>> BEGIN EXCERPTED PASSAGE
The rest of the paper is organized as follows. The series–series compensated WPT link is analyzed in Section 2 and an equivalent dual-input dual-output linear phasor-domain network is established. Quadrature demodulation essentials are revealed in Section 3. An application of the proposed QD-assisted estimation algorithm to a series–series compensated inductive WPT link operating at load-independent-voltage-output frequency is described in detail in Section 4. The paper is summarized in Section 5.

2. Inductive WPT Link

Consider an inductive series-series compensated WPT link, shown in Figure 1 [34], where $V_I$ and $V_o$ symbolize input and output DC voltages, $L_1$ and $L_2$ are primary and secondary inductances, $C_1$ and $C_2$ represent primary and secondary compensating capacitance, $r_1$ and $r_2$ denote primary and secondary equivalent series resistances, $k$ indicates coupling coefficient, and $C_o$ and $R_o$ signify load filter capacitance and resistance, respectively. The inverter is operated with bipolar switching at a constant frequency of $\omega =2\mathsf{\pi }·f$ with a 50% duty cycle, such that

$$v_1(t)\hspace{0.17em}={\displaystyle \sum _{n=1,odd}^{\infty }{V}_{1n}}\sin \left(n\omega t+{\alpha }_n\right)$$

(1)

is a bipolar square-wave signal. The current of the primary-side is then described as

$$i_1(t)={\displaystyle \sum _{n=1,odd}^{\infty }{I}_{1n}}\sin \left(n\omega t+{\varphi }_n\right).$$

(2)

Figure 1. Series-series compensated inductive WPT link.

Similarly, voltage and current signals at the secondary side are given by

$$v_2(t)={\displaystyle \sum _{n=1,odd}^{\infty }{V}_{2n}\sin (n\omega t+{\theta }_n), i_2(t)=}{\displaystyle \sum _{n=1,odd}^{\infty }{I}_{2n}\sin (n\omega t+{\delta }_n)},$$

(3)
>> END EXCERPTED PASSAGE
>> BEGIN INFORMATION SUPPLIED
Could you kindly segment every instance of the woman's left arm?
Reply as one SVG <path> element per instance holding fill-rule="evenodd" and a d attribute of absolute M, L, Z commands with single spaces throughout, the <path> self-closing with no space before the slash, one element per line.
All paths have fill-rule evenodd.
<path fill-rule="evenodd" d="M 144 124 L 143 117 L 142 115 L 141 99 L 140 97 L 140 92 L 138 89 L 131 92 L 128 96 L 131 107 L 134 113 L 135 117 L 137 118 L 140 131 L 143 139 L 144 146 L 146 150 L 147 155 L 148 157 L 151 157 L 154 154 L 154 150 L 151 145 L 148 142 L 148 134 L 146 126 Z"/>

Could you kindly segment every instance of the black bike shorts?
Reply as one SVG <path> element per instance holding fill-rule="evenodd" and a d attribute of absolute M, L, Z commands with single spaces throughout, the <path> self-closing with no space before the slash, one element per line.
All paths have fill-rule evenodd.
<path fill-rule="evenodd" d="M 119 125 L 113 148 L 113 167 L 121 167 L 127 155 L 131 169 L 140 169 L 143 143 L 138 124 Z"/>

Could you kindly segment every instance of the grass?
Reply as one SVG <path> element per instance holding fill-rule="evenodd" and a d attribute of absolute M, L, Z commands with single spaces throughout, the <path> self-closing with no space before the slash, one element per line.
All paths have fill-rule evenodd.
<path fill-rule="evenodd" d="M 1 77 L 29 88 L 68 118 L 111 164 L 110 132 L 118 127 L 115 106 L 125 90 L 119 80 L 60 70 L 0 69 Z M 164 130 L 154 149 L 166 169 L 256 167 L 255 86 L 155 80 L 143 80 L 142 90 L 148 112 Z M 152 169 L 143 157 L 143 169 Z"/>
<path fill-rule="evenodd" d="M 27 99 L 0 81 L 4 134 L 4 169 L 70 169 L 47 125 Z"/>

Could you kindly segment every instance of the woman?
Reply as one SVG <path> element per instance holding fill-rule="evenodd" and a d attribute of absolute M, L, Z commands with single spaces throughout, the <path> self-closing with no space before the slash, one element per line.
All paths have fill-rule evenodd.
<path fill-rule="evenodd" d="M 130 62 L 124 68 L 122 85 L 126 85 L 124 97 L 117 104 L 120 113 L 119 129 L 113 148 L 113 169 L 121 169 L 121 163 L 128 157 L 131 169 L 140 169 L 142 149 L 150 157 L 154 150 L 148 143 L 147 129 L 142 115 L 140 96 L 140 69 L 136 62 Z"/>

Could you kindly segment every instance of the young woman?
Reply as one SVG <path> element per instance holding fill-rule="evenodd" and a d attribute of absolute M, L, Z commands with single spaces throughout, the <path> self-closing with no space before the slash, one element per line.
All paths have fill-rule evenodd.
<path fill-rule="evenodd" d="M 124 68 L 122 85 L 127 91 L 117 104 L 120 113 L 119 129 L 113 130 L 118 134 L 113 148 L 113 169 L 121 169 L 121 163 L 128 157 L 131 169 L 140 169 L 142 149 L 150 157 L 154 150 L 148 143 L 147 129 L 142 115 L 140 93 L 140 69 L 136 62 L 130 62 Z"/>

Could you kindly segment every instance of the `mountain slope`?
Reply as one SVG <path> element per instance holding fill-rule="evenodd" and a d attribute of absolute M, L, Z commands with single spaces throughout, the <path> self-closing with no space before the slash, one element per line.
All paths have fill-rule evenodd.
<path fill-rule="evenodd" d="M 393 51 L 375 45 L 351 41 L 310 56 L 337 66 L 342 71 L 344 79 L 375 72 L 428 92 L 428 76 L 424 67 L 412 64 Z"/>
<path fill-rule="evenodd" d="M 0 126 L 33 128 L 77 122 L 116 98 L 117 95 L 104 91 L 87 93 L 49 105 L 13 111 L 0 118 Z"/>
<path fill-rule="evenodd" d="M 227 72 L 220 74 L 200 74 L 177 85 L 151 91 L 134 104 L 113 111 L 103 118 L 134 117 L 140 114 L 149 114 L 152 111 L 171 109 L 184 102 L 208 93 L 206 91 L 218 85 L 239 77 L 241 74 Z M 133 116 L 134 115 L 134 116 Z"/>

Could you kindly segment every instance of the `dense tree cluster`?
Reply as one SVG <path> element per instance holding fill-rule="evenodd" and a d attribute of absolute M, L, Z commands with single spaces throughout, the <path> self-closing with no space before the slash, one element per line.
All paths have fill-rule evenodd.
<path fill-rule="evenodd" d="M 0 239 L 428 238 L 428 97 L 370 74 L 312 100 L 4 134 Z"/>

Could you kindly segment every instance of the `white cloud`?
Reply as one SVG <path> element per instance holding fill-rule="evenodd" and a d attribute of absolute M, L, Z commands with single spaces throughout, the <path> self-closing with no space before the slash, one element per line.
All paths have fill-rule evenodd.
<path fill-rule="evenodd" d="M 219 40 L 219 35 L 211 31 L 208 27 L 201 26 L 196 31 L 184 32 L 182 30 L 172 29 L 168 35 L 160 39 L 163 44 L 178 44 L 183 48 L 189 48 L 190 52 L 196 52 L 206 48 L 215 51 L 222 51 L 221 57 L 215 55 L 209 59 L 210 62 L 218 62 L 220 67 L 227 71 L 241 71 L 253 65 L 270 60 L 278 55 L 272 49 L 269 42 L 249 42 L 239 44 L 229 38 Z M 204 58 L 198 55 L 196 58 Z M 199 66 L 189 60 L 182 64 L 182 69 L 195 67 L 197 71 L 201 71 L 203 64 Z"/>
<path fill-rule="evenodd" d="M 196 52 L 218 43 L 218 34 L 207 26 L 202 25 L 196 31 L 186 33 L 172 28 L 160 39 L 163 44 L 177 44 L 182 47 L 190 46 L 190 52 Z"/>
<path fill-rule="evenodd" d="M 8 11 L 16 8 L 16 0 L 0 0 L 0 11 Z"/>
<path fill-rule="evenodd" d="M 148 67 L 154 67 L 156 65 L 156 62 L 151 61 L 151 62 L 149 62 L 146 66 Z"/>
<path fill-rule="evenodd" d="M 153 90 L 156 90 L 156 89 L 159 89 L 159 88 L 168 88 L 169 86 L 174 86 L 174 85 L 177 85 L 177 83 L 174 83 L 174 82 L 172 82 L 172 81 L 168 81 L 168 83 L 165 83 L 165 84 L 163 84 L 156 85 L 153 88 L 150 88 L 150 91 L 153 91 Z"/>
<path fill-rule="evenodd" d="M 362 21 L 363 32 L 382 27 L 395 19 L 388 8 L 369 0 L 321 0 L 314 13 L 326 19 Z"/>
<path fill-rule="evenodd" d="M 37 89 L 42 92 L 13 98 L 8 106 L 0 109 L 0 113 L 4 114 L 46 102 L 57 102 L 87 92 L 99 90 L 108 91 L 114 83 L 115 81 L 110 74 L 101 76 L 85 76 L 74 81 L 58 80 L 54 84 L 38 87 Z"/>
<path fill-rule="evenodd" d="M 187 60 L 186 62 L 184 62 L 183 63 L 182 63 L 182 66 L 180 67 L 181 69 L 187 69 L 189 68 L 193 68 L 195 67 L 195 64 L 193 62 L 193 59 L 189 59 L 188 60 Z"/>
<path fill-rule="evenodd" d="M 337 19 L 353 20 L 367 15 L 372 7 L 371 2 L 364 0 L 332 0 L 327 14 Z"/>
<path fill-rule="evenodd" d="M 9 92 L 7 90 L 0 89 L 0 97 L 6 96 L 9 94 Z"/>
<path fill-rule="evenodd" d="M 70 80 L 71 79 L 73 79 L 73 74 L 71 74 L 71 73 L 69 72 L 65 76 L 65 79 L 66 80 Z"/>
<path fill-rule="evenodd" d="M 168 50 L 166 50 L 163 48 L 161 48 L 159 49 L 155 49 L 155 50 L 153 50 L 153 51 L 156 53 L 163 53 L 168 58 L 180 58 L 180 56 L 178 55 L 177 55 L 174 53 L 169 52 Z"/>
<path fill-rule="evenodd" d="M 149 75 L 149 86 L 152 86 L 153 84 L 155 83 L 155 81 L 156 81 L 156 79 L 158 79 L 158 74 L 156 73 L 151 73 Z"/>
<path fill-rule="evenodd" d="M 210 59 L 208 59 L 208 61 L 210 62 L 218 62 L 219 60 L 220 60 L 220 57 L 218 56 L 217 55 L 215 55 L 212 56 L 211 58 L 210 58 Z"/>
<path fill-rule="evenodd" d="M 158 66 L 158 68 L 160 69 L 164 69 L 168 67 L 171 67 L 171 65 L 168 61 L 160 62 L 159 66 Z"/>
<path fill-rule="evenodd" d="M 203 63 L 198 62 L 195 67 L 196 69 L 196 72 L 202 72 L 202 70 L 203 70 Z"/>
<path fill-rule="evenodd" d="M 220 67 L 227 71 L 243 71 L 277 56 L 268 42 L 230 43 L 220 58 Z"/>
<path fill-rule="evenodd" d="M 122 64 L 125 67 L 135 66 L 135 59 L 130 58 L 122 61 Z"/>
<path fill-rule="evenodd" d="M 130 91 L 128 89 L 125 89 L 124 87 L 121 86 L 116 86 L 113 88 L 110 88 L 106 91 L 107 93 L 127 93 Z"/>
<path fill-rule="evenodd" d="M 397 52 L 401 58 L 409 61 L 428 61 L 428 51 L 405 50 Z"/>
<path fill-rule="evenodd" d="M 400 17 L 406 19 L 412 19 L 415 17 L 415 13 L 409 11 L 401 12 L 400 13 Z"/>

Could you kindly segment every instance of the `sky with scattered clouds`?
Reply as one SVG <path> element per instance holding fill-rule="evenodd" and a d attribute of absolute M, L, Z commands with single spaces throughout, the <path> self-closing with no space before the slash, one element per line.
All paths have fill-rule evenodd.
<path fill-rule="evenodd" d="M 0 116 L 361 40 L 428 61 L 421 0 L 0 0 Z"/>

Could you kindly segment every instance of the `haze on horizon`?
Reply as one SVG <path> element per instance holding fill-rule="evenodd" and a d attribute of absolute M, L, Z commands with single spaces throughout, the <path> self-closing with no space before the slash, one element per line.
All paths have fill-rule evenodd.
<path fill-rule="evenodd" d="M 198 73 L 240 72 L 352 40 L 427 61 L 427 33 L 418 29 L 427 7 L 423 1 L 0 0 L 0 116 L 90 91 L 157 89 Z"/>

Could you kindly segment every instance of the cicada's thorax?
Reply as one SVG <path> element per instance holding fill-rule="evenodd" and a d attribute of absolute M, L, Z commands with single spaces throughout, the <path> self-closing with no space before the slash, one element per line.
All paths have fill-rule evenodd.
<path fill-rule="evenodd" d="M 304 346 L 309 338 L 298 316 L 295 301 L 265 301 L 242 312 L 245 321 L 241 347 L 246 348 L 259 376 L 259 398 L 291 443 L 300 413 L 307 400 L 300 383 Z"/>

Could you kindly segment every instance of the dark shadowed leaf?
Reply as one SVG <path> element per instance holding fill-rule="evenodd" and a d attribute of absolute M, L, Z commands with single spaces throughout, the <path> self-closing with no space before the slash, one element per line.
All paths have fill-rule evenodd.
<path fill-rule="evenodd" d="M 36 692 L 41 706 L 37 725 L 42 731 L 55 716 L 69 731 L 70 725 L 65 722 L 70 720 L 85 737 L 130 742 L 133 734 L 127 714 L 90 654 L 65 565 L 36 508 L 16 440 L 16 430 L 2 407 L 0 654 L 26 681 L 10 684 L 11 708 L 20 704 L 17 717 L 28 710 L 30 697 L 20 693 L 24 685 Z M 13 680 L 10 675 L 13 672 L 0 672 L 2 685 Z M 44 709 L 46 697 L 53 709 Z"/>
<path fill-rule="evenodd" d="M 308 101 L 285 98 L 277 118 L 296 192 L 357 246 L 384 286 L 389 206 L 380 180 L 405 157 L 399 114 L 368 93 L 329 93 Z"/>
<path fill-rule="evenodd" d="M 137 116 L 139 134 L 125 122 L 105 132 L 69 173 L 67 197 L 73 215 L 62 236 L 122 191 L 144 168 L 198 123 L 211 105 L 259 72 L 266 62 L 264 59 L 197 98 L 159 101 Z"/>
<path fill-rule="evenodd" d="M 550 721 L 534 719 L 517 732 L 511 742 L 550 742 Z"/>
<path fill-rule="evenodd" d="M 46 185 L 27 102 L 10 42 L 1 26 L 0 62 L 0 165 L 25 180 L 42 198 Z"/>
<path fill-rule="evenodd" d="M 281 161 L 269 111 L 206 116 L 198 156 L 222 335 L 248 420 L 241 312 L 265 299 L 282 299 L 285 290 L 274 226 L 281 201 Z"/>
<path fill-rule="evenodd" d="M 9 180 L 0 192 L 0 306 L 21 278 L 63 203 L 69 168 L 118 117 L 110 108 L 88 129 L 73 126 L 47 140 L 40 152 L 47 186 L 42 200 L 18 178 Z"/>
>> END INFORMATION SUPPLIED
» DIRECTION 1
Repeat the passage on the wireless power transfer link from "is a bipolar" to "inductive WPT link.".
» DIRECTION 2
In the passage on the wireless power transfer link, what duty cycle is the inverter operated with?
» DIRECTION 3
Carry the passage on the wireless power transfer link forward from its last line.

» EXPECTED ANSWER 1
is a bipolar square-wave signal. The current of the primary-side is then described as

$$i_1(t)={\displaystyle \sum _{n=1,odd}^{\infty }{I}_{1n}}\sin \left(n\omega t+{\varphi }_n\right).$$

(2)

Figure 1. Series-series compensated inductive WPT link.

» EXPECTED ANSWER 2
A 50% duty cycle.

» EXPECTED ANSWER 3
respectively.

In case ω is close to the resonant frequency given by

$${\omega }_R=\frac{1}{\sqrt{L_1{C}_1}}=\frac{1}{\sqrt{L_2{C}_2}},$$

(4)

the WPT link may be described by its first harmonic equivalent phasor-domain circuit [8] in Figure 2, where

$$\begin{array}{cccc}{\overrightarrow{v}}_1=V_{11}\angle {\alpha }_1,& {\overrightarrow{i}}_1=I_{11}\angle {\varphi }_1,& {\overrightarrow{v}}_2=V_{21}\angle {\theta }_1,& {\overrightarrow{i}}_2=I_{21}\angle {\delta }_1\end{array}$$

(5)

with [14] $V_{11}=\frac{4}{\pi }{V}_I$ and

$$\begin{array}{cc}{L}_M=k\sqrt{L_1{L}_2},& {\overrightarrow{Z}}_L=R_L+j\omega L_L\end{array}.$$

(6)

Figure 2. Equivalent phasor-domain circuit.

Denoting

$$\begin{array}{c}\begin{array}{ccc}{X}_1=\omega L_1-\frac{1}{\omega C_1},& X_2=\omega L_2-\frac{1}{\omega C_2},& X_M=\omega L_M\end{array},\hspace{0.17em}{X}_L=\omega L_L,\\ \begin{array}{cc}{\overrightarrow{Z}}_1=r_1+j{X}_1,& {\overrightarrow{Z}}_2=r_2+j{X}_2,\end{array}\end{array}$$

(7)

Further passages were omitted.